• [Trecho escolhido]:

################

O trauma de algumas franquias com jogadores vindos do basquete europeu não se justifica. É verdade que jovens que pareciam talentosos já falharam miseravelmente na NBA – como Darko Milicic e Andre Bargnani. E europeus comprovadamente bons em seus torneios também não vingaram nos EUA – como Nemanja Bjelica e Juan Carlos Navarro. Mas para cada escolha ruim de um jogador estrangeiro no draft, há cinco ‘busts’ americanos (é preciso listar todos os Anthony Bennett, Jahlil Okafor, Jonny Flynn, OJ Mayo, etc, ou posso parar por aqui?).

Sem contar que o armador é um fato inédito. Qualquer comparação com um europeu que já tenha ido pra NBA já começa torta. Se Doncic chegará na liga tão cedo quanto Ricky Rubio, com um hype parecido com o do espanhol, seu protagonismo pregresso é muito maior do que o que o armador hoje no Utah Jazz jamais alcançou – Rubio era mais um fenômeno adolescente e uma expectativa de sucesso, com um basquete vistoso pelos passes e visão de jogo, do que um jogador consolidado. Se dá pra traçar algum paralelo com Manu Ginobili nas suas carreiras pré-NBA, Doncic tem a seu favor o fato de poder jogar nos EUA muito mais cedo do que o argentino, com possibilidade de se fortalecer e criar hábitos em quadra ainda mais palatáveis aos americanos – apesar que, sinceramente, não é demérito nenhum ser comparado a Manu (isso sem cometer a heresia de relacioná-lo a Drazen Petrovic, uma comparação ainda sem sentido pelo que o jogador dos anos 90 fez).

################

(Trechos de um conjunto de dados de anotação de localização)
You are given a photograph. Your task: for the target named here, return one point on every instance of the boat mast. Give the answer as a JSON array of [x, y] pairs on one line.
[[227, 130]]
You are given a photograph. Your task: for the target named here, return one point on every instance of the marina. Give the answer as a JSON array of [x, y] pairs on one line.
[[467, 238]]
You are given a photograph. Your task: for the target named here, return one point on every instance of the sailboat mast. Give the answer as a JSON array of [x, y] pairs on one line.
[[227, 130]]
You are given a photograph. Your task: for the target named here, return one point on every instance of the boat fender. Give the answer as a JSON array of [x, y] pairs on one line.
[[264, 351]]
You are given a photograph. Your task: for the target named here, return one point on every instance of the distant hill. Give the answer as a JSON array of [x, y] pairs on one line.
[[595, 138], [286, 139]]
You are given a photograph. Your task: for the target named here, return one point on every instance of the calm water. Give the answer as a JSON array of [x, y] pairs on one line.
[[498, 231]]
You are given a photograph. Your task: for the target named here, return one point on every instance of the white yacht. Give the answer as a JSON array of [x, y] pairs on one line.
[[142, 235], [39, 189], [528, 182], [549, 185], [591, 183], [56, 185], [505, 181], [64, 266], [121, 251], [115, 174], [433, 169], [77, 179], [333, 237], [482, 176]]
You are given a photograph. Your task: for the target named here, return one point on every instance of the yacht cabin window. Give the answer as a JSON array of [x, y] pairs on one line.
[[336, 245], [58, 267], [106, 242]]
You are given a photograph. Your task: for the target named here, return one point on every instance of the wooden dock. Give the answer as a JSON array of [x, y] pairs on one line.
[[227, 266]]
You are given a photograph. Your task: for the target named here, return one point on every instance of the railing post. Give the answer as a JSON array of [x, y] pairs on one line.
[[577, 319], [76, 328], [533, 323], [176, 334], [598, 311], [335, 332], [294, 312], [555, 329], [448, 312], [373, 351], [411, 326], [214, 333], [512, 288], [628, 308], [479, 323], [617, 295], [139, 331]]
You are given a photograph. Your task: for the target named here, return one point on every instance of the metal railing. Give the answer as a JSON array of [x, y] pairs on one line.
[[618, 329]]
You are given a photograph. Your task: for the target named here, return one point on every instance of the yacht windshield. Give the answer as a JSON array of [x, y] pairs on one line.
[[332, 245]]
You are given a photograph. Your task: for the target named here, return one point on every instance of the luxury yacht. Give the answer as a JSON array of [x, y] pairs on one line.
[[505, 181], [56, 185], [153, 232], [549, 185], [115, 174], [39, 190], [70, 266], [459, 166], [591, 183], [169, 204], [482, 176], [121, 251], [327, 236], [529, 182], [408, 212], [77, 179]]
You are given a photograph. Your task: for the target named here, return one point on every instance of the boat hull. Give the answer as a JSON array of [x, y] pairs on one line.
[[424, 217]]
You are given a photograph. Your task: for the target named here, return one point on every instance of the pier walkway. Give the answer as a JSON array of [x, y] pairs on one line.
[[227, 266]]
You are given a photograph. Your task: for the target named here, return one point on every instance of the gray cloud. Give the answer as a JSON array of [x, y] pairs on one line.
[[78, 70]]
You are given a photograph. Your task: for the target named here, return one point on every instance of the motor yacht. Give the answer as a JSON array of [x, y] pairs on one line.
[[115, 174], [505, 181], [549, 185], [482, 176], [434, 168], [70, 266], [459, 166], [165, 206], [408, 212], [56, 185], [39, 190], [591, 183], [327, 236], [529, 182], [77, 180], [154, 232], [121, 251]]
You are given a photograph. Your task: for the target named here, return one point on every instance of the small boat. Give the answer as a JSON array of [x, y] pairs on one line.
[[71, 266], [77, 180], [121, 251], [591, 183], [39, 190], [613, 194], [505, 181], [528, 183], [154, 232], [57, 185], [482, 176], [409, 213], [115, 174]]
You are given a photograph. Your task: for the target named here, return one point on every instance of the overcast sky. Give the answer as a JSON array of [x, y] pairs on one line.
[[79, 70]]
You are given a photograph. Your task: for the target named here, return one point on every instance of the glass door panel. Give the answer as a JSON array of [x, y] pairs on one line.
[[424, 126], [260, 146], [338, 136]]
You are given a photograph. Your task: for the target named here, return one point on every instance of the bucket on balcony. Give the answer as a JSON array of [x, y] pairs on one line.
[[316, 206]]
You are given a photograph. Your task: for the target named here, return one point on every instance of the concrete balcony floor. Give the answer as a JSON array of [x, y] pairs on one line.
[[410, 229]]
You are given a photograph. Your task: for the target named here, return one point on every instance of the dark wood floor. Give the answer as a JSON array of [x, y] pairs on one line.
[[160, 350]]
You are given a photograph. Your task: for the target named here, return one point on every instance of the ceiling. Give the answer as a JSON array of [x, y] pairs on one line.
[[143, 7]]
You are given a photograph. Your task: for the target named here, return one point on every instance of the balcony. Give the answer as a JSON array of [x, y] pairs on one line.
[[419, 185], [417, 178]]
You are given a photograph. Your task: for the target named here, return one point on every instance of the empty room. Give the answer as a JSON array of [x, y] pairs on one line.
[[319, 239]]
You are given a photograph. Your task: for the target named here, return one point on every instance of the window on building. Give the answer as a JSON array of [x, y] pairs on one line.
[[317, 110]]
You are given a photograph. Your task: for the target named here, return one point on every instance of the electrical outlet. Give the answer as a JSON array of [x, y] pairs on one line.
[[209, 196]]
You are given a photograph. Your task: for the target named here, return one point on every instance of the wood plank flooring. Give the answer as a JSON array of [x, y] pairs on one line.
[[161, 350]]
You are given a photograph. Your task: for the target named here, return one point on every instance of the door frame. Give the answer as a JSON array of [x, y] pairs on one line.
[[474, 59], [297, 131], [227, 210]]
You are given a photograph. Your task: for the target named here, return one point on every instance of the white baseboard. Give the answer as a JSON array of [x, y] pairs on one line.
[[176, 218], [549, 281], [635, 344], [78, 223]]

################

• [Instruções das tarefas]:
a) Segundo o texto sobre Doncic, em que time Ricky Rubio joga hoje?
b) Liste todos os jogadores americanos que o texto sobre Doncic cita como exemplos de "busts".
c) Continue o texto sobre Doncic a partir do ponto em que ele para.
Os registros não têm nada a ver com o texto sobre Doncic.

• [Respostas dadas]:
a) No Utah Jazz.

b) Anthony Bennett, Jahlil Okafor, Jonny Flynn e OJ Mayo.

c)
E mesmo que não fosse um talento já comprovado pelo mundo inteiro, Doncic tem um perfil que parece muito alinhado à NBA atual: joga em várias posições, é alto para a armação, arremessa bem, sabe distribuir a bola e tem físico para marcar diferentes estilos de jogadores. Tudo que um olheiro busca em um jogador universitário americano.

Isso tudo não quer dizer que ele será, de fato, um craque na NBA. Como não há garantia nenhuma de que qualquer concorrente seu vindo do college será. Só não há qualquer motivo para desconfiar dele.